• _The tasks_:
(A) In the article on Héroes Inmortales IV, explain why the 2007 and 2008 shows carry the names Héroes Inmortales I and Héroes Inmortales II.
(B) Reproduce everything in the article on Héroes Inmortales IV from "Event chronology" down to "founder Antonio Peña.".

• _Text excerpt_:

>>>>

- Official poster for the show
- Promotion: AAA
- Date: October 1, 2010
- City: Ciudad Madero, Tamaulipas, Mexico
- Venue: Centro de Convenciones

Event chronology
| ← Previous Verano de Escándalo | Next → Guerra de Titanes |

Héroes Inmortales Shows chronology
| ← Previous III | Next → V |

= Héroes Inmortales IV =

2010 Lucha Libre AAA World Wide event

Héroes Inmortales IV (Spanish for "Immortal Heroes IV") was a major professional wrestling show event produced by AAA, which took place on October 1, 2010 at the Centro de Convenciones in Ciudad Madero, Tamaulipas, Mexico, commemorating the fourth anniversary of the death of AAA founder Antonio Peña.

==Production==

===Background===
On October 5, 2006 founder of the Mexican professional wrestling, company AAA Antonio Peña died from a heart attack. The following year, on October 7, 2007, Peña's brother-in-law Jorge Roldan who had succeeded Peña as head of AAA held a show in honor of Peña's memory, the first ever Antonio Peña Memorial Show (Homenaje a Antonio Peña in Spanish). AAA made the tribute to Peña into a major annual event that would normally take place in October of each year, renaming the show series Héroes Inmortales (Spanish for "Immortal Heroes"), retroactively rebranding the 2007 and 2008 event as Héroes Inmortales I and Héroes Inmortales II. As part of their annual tradition AAA holds a Copa Antonio Peña ("Antonio Peña Cup") tournament with various wrestlers from AAA or other promotions competing for the trophy. The tournament is normally either a gauntlet match or a multi-man torneo cibernetico elimination match. Outside of the actual Copa Antonio Peña trophy the winner is not guaranteed any other "prizes" as a result of winning, although several Copa Antonio Peña winners did go on to challenge for the AAA Mega Championship. The 2010 show was the fourth show in the Héroes Inmortales series of shows.

<<<<

• _Listing_:
>>>>

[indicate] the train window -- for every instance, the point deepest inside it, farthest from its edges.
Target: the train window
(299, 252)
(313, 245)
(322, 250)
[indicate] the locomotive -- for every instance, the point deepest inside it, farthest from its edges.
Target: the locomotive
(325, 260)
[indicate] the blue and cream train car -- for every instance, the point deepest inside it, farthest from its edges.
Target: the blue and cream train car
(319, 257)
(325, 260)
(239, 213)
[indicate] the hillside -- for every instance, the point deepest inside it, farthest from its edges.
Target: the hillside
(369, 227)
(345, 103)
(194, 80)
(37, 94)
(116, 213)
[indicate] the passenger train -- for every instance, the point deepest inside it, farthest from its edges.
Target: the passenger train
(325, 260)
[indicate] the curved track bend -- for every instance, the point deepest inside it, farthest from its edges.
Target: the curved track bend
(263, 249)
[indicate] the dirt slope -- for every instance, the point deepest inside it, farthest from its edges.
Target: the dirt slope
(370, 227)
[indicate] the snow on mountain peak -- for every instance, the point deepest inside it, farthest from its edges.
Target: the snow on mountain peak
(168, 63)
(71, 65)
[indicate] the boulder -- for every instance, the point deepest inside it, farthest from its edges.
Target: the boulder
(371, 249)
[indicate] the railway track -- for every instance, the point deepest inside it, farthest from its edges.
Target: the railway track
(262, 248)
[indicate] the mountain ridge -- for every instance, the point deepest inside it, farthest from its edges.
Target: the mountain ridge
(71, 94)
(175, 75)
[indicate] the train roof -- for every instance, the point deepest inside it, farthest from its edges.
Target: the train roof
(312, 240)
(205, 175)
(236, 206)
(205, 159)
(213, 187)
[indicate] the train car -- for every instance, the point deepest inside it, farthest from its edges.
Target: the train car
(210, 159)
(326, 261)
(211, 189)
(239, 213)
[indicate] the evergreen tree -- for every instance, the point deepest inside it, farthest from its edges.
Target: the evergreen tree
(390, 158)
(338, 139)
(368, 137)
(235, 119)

<<<<

• _Solutions to the tasks_:
(A) AAA turned its tribute to Antonio Peña into a major annual event and renamed the show series Héroes Inmortales. The 2007 and 2008 events were then retroactively rebranded under the new name as Héroes Inmortales I and Héroes Inmortales II.

(B)
Event chronology
| ← Previous Verano de Escándalo | Next → Guerra de Titanes |

Héroes Inmortales Shows chronology
| ← Previous III | Next → V |

= Héroes Inmortales IV =

2010 Lucha Libre AAA World Wide event

Héroes Inmortales IV (Spanish for "Immortal Heroes IV") was a major professional wrestling show event produced by AAA, which took place on October 1, 2010 at the Centro de Convenciones in Ciudad Madero, Tamaulipas, Mexico, commemorating the fourth anniversary of the death of AAA founder Antonio Peña.